═════ Data in this exercise

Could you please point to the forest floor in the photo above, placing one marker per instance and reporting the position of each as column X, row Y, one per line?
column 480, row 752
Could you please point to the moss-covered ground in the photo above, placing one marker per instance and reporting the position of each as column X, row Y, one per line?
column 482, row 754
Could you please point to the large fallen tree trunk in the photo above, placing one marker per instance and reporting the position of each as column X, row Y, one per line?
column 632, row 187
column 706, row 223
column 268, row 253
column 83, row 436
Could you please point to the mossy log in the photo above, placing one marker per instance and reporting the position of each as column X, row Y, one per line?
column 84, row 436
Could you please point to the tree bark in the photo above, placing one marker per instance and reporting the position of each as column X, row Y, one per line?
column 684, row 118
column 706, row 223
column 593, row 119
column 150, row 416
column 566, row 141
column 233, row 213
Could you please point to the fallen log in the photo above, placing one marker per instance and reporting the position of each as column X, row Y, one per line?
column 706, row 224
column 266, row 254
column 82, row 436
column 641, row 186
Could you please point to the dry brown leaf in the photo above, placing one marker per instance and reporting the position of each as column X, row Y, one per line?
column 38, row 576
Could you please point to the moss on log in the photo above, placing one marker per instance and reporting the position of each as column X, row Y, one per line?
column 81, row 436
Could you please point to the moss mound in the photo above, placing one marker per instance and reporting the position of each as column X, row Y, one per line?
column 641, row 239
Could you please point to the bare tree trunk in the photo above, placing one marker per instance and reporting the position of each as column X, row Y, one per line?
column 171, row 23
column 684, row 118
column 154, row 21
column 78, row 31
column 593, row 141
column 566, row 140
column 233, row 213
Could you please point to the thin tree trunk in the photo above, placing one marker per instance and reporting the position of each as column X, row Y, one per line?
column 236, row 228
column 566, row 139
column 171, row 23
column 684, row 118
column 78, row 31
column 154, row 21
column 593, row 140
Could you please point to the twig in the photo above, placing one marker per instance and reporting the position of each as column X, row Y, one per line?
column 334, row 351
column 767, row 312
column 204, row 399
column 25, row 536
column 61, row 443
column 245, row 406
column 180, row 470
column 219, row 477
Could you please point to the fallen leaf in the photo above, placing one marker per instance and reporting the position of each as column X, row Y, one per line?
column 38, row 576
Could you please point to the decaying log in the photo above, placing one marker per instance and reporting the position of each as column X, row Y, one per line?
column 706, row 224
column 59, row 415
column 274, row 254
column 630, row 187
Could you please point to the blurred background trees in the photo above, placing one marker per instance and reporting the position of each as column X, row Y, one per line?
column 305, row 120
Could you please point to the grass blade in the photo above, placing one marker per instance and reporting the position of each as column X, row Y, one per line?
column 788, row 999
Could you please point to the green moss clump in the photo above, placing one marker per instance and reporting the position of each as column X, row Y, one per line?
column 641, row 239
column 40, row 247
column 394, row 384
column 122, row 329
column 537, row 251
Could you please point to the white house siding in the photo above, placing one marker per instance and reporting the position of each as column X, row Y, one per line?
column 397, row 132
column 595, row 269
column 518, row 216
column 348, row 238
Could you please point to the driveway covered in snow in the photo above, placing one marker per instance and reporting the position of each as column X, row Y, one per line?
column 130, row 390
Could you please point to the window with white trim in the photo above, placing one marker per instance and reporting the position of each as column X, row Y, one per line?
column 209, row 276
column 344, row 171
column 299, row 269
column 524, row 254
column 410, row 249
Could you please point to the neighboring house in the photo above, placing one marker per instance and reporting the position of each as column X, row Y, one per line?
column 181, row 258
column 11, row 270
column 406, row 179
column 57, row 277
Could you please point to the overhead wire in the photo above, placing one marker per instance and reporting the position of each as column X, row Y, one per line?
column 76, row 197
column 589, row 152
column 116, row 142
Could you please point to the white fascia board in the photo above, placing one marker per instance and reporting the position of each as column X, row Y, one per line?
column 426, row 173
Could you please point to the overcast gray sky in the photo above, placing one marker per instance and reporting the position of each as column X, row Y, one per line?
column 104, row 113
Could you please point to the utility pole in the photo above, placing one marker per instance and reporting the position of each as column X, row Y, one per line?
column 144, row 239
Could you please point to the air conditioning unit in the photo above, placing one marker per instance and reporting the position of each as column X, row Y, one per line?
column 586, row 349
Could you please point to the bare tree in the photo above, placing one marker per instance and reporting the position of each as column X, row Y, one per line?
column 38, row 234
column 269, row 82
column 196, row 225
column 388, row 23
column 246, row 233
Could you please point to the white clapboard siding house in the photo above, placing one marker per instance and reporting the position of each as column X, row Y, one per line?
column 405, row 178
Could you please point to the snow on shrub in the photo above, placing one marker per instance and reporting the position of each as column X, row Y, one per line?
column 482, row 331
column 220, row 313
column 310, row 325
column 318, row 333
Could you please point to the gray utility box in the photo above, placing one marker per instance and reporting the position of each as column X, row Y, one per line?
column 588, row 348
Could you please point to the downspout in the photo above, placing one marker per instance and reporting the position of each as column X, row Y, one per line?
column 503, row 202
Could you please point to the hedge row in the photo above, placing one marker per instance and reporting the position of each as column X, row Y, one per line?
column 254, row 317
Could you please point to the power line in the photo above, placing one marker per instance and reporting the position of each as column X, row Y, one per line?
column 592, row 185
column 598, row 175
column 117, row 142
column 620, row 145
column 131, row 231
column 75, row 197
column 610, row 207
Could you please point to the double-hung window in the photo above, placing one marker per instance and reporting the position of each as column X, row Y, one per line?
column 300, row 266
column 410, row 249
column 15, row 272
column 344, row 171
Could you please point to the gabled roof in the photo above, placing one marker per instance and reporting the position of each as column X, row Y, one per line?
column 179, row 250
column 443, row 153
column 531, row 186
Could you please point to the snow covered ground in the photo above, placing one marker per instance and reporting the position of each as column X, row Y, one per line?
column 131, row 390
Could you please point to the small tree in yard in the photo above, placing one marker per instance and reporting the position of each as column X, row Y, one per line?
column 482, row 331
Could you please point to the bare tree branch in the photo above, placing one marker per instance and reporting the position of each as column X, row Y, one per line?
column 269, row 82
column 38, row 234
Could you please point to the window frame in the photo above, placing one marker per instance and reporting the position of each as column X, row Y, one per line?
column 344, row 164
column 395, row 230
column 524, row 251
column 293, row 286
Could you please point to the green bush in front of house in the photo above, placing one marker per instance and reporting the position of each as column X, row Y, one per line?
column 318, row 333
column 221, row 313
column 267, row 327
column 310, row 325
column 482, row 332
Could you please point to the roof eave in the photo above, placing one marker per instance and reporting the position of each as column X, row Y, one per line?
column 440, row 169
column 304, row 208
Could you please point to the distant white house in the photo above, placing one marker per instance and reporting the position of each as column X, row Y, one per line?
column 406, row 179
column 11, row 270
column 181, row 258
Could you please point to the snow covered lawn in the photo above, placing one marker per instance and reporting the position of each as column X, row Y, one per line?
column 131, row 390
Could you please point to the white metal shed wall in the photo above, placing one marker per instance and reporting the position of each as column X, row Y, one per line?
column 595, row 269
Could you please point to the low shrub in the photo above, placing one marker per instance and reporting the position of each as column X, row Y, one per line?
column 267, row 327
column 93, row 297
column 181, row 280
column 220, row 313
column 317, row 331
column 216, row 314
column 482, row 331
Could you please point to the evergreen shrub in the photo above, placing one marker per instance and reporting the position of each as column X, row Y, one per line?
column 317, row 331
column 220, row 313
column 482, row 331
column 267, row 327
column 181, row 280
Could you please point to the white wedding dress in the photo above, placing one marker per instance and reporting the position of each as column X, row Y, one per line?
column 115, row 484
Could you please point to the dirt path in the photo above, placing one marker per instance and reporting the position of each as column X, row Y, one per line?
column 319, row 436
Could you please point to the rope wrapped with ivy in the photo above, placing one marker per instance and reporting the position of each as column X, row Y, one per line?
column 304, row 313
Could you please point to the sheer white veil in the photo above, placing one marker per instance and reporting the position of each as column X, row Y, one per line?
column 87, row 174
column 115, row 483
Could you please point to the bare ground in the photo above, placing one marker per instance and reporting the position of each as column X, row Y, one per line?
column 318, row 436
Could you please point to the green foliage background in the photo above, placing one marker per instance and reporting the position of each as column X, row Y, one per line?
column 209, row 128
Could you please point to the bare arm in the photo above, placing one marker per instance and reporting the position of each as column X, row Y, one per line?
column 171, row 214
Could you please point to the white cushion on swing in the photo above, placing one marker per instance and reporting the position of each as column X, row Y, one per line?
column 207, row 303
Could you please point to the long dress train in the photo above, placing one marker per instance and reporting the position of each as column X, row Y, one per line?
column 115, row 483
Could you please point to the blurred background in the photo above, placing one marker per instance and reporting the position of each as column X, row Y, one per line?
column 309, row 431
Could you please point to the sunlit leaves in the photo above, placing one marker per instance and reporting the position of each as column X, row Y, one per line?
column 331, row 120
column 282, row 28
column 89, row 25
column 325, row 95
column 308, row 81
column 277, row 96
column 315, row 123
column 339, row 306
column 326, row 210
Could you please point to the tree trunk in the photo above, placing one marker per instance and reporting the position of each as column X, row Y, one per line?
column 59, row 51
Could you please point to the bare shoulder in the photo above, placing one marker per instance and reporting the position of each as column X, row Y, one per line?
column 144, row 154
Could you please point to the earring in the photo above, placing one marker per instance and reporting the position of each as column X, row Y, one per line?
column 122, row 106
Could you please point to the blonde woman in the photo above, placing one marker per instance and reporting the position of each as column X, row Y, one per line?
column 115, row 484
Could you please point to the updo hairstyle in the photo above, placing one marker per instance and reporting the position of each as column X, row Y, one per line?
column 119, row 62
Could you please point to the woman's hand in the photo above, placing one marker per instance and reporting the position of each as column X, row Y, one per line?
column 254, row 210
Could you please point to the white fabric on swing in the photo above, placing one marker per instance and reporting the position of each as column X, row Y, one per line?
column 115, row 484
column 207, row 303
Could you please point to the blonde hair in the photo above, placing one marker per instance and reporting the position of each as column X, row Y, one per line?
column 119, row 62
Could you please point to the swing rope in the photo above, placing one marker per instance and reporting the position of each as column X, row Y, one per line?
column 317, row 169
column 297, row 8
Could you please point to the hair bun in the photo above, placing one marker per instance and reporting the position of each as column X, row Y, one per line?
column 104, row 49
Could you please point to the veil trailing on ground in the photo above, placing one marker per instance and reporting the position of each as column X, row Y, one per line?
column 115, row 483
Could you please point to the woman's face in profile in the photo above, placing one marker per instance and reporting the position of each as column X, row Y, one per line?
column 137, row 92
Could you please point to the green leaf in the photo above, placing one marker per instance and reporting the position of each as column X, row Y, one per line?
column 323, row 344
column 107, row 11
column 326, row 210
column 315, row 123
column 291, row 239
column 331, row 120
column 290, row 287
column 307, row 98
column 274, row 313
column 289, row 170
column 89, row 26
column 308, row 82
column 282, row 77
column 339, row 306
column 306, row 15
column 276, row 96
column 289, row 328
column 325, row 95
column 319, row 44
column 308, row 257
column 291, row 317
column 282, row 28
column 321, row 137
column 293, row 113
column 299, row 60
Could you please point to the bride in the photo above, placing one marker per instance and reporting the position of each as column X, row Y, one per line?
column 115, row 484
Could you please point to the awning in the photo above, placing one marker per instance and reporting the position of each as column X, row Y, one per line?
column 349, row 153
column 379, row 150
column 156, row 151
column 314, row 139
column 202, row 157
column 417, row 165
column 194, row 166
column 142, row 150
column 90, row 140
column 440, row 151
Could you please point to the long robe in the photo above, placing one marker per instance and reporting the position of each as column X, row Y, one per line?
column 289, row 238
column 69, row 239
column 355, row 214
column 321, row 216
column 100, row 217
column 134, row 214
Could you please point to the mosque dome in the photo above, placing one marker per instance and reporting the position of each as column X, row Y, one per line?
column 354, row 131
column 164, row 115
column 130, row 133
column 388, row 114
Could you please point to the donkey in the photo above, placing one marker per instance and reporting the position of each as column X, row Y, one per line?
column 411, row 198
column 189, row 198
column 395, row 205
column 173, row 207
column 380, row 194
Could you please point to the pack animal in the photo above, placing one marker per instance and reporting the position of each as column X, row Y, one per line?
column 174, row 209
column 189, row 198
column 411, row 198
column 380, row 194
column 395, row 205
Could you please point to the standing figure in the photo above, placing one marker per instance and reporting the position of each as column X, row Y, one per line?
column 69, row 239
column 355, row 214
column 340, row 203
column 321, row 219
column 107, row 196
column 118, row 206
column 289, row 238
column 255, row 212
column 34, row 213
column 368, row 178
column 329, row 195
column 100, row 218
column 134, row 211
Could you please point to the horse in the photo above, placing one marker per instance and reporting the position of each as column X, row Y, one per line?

══════════

**To do:** Only the lines from the one that contains "Could you please point to the donkey" to the end of the entries above should be given again, exactly and in full.

**Written response:**
Could you please point to the donkey in the photo above, placing one marker per instance and reporting the position of each as column X, row Y, one per line?
column 411, row 198
column 189, row 198
column 395, row 205
column 173, row 207
column 380, row 194
Could you please point to the pack animal in the photo above, placing one marker per instance and reporting the position of each as column X, row Y, one per line?
column 174, row 209
column 189, row 198
column 411, row 198
column 380, row 194
column 395, row 205
Could you please point to the standing figure in the photo above, placing one marker per instance and reporting the position of each as column X, row Y, one per line?
column 69, row 239
column 355, row 214
column 340, row 203
column 321, row 219
column 107, row 196
column 118, row 206
column 289, row 238
column 255, row 212
column 34, row 213
column 368, row 178
column 329, row 195
column 100, row 218
column 134, row 211
Could you please point to the horse in the photo above, placing one marker per instance and reporting the position of each as column X, row Y, one per line?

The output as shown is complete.